-- EXCERPT PROVIDED follows --

Town Talk | Home Builders cancel Lawrence Spring Parade of Homes because of shortage of new homes | News, Sports, Jobs


photo by: John Young

This file photo from April 30, 2011, shows a home at 428 Doolittle Drive that was featured during the 2011 Spring Parade of Homes.

I like touring new homes, but I don’t like helping new homeowners unpack their boxes. I was worried that might be the scenario confronting us at this year’s Spring Parade of Homes.

That’s no longer a worry. The Lawrence Home Builders Association has made the decision to cancel this year’s Spring Parade of Homes. The reason is simple: There are so few homes being built in Lawrence that those that are completed likely would already have people moving into them by the time of the tour.

“Lots of new homes are sold before the construction is done, and if they aren’t, they are going to be sold before the tour will start,” Bobby Flory, executive director of the Lawrence Home Builders Association, told me.

The spring tour normally took place the last week of April and the first week of May.

For years — the event has been going on for a couple of decades — the tour has been mutually beneficial to home builders and home buyers, plus those who are just curious about design trends and other such matters. Builders have put their “spec” homes on the tour, meaning those that they built without having a buyer already lined up. Home buyers got to see a bunch of houses at once and sometimes talk with the builders themselves.

But all of that was happening in a more normal real estate environment, when homes sat on the market for a month or more before selling. Many homes in Lawrence are now selling in five days or less, according to statistics from the Lawrence Board of Realtors.

-- EXCERPT PROVIDED concluded --
-- RECORDS PROVIDED follows --

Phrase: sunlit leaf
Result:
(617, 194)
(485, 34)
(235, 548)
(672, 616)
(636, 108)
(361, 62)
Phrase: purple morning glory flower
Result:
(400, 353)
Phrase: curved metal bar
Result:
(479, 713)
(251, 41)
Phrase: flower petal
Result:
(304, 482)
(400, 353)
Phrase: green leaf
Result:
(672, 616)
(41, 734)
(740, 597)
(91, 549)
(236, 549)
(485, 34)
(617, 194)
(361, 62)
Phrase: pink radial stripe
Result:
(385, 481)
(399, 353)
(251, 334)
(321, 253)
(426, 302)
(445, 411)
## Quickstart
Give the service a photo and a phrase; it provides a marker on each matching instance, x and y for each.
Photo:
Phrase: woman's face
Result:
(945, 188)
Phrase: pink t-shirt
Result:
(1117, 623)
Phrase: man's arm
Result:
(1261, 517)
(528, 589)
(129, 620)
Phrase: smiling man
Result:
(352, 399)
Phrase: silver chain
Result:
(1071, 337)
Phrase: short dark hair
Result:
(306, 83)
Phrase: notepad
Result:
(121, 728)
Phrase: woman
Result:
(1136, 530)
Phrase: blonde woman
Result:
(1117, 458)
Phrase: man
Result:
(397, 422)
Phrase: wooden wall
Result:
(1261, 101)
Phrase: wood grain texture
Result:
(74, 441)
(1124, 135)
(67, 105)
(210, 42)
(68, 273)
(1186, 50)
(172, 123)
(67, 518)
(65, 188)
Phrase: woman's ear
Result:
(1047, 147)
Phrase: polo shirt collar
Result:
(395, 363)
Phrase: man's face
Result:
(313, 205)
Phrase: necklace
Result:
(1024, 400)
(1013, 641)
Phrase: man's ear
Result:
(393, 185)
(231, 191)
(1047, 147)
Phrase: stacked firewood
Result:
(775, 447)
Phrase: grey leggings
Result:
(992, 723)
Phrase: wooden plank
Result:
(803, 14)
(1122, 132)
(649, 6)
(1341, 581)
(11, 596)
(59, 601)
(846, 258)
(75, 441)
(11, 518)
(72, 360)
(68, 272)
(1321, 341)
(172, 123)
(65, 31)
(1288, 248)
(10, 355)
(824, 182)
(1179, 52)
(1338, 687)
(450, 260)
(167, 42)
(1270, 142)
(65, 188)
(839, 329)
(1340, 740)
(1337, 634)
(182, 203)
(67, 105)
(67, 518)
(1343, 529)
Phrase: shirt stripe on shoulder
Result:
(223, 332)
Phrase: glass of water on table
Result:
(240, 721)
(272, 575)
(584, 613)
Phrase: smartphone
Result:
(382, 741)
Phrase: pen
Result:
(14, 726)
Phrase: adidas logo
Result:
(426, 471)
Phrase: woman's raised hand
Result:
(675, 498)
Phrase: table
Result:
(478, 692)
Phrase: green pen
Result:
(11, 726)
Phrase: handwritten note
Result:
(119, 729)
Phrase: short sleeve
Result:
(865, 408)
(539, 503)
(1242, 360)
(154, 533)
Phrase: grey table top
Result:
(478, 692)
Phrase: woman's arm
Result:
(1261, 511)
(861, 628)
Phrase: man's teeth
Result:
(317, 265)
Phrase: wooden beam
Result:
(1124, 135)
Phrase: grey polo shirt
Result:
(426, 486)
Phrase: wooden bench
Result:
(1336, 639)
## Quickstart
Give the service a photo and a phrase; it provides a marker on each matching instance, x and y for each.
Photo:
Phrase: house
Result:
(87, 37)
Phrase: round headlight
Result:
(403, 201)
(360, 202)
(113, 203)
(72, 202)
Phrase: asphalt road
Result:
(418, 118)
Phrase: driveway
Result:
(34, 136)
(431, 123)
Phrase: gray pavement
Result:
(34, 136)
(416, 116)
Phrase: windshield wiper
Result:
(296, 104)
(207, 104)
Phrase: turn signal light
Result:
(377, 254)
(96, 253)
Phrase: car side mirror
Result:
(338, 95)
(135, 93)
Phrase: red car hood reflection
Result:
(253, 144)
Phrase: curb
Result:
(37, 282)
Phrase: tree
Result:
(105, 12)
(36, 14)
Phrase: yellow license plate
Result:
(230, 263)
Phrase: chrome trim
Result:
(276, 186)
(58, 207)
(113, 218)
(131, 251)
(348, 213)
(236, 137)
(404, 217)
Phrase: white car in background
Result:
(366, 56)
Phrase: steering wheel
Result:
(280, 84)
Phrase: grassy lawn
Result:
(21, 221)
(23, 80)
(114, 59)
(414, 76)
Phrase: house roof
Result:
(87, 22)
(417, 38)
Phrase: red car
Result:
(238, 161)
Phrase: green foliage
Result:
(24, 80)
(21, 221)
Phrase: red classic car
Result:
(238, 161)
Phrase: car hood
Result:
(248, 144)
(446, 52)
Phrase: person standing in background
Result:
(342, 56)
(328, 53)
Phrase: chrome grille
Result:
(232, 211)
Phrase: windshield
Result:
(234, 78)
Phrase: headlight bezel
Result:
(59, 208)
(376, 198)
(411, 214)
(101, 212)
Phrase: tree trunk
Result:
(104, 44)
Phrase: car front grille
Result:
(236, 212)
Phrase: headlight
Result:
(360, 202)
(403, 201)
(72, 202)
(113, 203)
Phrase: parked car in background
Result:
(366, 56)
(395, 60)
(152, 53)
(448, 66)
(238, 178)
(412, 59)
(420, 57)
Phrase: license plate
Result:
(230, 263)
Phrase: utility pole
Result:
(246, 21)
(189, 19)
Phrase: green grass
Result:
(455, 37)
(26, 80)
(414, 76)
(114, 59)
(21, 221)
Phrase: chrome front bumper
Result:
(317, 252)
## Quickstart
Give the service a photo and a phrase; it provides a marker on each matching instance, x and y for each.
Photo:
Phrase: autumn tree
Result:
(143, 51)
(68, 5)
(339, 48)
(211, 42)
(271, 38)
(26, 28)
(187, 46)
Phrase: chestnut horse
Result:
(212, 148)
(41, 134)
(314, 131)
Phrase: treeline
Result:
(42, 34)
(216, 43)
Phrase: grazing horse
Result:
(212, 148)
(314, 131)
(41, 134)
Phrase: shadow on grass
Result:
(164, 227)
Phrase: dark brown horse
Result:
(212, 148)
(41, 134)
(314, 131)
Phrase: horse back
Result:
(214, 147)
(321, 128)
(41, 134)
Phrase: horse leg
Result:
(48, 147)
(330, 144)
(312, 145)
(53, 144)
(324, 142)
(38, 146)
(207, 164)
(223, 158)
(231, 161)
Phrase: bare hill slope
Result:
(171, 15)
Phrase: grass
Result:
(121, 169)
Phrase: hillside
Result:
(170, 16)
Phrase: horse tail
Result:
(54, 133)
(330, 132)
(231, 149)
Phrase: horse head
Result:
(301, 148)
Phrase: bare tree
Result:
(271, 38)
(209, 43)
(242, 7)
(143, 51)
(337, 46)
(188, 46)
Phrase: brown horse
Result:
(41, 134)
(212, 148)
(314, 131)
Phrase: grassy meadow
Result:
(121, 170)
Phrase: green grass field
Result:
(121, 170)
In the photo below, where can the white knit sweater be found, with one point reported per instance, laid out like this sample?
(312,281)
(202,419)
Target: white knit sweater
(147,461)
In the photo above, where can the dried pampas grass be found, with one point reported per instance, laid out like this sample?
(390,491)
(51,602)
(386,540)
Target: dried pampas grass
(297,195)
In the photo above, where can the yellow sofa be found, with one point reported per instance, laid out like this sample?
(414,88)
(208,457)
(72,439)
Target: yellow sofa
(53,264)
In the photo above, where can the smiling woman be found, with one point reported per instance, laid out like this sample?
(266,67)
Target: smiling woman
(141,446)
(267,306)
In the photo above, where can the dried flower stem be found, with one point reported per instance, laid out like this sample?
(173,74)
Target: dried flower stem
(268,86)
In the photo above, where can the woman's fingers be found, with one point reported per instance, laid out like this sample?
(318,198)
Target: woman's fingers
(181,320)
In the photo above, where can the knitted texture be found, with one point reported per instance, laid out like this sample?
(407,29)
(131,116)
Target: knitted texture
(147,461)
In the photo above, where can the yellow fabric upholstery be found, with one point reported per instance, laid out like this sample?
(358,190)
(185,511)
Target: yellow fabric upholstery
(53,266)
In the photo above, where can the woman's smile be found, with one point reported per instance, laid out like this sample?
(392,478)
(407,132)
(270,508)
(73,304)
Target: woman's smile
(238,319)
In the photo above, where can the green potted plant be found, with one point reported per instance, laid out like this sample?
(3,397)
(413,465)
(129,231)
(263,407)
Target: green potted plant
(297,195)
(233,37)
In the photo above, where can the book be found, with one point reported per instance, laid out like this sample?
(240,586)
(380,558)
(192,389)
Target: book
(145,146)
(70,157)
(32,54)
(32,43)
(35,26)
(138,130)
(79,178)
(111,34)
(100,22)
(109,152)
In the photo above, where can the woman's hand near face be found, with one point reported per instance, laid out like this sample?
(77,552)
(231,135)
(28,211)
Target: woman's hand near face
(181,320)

-- RECORDS PROVIDED concluded --

[PROBLEM TO SOLVE]
Rewrite the article on the canceled Parade of Homes between "photo by: John" and "at this year’s Spring Parade of Homes.", inclusive, replacing "Spring Parade of Homes" with "Parade of Homes".

[TASK RESPONSE]
photo by: John Young

This file photo from April 30, 2011, shows a home at 428 Doolittle Drive that was featured during the 2011 Parade of Homes.

I like touring new homes, but I don’t like helping new homeowners unpack their boxes. I was worried that might be the scenario confronting us at this year’s Parade of Homes.